## [CHALLENGE]
From the line with "Exercise. Locate the grass lawn" down to the final line of the material below, quote every line exactly and leave out all lines before it.

[Named-object pointing records]
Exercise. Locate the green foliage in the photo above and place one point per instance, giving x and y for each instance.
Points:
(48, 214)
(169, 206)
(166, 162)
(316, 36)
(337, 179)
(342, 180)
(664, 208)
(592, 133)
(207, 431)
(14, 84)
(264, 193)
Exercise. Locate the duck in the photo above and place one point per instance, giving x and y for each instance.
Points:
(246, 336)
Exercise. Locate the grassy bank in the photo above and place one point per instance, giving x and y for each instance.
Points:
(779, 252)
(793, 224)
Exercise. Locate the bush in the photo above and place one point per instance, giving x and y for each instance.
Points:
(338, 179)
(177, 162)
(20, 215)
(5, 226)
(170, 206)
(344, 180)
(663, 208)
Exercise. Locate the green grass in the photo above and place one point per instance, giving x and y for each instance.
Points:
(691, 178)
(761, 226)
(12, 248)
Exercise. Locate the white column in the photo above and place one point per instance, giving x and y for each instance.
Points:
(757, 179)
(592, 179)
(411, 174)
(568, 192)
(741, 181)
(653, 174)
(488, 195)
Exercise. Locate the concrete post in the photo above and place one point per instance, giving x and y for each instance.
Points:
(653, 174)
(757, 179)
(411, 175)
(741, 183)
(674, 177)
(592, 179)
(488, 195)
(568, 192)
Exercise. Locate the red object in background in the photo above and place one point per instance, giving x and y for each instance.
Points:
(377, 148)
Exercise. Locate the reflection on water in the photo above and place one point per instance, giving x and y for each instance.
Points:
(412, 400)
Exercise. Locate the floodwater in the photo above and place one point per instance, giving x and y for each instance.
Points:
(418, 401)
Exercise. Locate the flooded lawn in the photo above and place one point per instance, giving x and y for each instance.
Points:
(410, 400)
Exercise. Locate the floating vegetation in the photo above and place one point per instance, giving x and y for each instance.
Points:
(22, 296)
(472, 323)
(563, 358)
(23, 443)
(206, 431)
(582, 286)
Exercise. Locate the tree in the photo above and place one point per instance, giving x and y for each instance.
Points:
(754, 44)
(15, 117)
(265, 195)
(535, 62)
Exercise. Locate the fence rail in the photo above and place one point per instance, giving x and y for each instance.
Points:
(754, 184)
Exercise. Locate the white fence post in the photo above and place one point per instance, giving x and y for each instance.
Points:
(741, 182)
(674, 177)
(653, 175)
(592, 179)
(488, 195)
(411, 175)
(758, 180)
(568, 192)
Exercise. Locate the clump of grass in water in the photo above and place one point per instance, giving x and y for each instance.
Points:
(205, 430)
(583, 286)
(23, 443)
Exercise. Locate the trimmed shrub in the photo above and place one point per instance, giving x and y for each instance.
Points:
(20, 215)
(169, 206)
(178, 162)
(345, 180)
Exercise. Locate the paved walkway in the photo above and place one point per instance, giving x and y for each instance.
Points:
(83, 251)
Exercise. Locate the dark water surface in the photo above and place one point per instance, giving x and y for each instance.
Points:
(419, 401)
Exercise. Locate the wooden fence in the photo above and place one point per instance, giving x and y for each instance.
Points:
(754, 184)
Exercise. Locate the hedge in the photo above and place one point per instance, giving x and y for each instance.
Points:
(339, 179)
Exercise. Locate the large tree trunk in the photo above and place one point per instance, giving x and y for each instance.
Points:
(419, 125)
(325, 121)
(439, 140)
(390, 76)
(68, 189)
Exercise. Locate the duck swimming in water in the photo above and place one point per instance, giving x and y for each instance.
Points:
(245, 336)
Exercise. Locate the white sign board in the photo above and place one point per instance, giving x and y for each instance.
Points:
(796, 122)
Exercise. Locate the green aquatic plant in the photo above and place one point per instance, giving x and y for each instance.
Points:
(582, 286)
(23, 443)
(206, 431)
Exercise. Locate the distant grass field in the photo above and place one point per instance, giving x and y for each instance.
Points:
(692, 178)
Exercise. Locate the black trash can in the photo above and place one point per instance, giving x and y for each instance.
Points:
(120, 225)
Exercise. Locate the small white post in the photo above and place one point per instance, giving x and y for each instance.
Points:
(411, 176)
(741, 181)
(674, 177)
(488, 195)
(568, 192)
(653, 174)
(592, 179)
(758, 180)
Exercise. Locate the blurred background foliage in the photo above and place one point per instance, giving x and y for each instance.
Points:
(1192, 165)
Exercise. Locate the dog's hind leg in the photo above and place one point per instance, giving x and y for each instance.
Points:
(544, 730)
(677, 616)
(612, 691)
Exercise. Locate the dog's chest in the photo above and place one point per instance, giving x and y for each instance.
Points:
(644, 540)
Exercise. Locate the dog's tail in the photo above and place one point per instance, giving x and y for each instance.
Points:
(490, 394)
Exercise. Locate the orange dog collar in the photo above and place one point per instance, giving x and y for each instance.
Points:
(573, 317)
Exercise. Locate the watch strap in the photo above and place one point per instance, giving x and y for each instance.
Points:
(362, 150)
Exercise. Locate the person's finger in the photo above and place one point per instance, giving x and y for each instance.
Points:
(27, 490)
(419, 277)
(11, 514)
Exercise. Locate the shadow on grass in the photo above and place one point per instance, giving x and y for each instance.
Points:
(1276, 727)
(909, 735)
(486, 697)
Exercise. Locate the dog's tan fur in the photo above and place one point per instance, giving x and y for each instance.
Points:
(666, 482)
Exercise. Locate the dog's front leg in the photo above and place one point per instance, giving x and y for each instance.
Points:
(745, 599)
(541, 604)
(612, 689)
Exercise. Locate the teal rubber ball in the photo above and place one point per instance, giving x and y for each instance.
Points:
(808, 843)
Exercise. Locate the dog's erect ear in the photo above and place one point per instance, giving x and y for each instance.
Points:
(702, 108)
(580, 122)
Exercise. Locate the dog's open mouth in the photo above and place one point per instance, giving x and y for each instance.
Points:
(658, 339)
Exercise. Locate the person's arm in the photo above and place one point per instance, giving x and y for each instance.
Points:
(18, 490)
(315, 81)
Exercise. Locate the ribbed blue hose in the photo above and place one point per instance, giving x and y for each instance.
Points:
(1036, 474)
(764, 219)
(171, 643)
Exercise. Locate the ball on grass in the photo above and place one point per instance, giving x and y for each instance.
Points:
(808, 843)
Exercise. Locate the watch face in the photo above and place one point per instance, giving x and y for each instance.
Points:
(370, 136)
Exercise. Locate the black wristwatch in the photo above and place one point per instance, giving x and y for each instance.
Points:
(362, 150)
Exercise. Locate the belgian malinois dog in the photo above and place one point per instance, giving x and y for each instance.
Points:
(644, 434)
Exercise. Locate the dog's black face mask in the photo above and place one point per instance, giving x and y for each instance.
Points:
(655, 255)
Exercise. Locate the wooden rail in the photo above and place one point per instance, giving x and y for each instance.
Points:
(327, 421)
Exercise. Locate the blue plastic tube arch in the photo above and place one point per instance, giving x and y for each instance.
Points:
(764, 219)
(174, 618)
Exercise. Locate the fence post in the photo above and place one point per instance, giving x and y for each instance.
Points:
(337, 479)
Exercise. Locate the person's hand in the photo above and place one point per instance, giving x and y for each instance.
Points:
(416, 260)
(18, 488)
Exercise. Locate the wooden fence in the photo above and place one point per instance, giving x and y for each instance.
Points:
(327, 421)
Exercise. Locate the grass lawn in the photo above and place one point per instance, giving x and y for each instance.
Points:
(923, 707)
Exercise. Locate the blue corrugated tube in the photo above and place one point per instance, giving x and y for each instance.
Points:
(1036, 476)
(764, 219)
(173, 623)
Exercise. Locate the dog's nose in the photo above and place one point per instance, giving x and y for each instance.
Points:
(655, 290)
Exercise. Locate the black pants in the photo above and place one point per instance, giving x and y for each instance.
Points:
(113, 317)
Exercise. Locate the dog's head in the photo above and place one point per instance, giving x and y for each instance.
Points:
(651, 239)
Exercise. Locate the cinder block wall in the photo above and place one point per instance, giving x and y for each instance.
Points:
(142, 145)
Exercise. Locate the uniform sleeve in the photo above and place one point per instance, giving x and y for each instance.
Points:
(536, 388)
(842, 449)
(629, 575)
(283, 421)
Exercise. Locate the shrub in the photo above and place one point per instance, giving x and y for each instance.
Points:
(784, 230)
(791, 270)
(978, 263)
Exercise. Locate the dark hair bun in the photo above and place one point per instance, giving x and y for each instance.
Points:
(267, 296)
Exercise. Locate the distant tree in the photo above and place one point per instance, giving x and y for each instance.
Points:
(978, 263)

## [OUTPUT OF THE TASK]
Exercise. Locate the grass lawn in the photo above and place one point per instance, giving x and y for each instance.
Points:
(923, 707)
Exercise. Locate the blue corrugated tube in the photo above and place one point per instance, giving x and y for each instance.
Points:
(1036, 476)
(764, 219)
(173, 623)
Exercise. Locate the dog's nose in the photo above and place one point per instance, giving x and y for each instance.
Points:
(655, 290)
Exercise. Locate the black pants in the photo above and place one point per instance, giving x and y for each instance.
Points:
(113, 317)
Exercise. Locate the dog's head in the photo above and place one point per instance, giving x and y for each instance.
Points:
(651, 239)
Exercise. Locate the cinder block wall in the photo above and place one point per instance, giving x and y for each instance.
Points:
(142, 145)
Exercise. Locate the uniform sleeve in the photo above and place one point per instance, giving x and y for each instance.
Points:
(536, 388)
(842, 449)
(629, 575)
(283, 421)
Exercise. Locate the shrub in the photo above and place one point per instance, giving x and y for each instance.
Points:
(784, 230)
(791, 270)
(978, 263)
Exercise. Locate the dark hair bun in the photo above and place one point per instance, giving x and y for each instance.
Points:
(267, 296)
Exercise. Locate the distant tree in the photo above and place one point per instance, giving x and y for each instance.
Points:
(978, 263)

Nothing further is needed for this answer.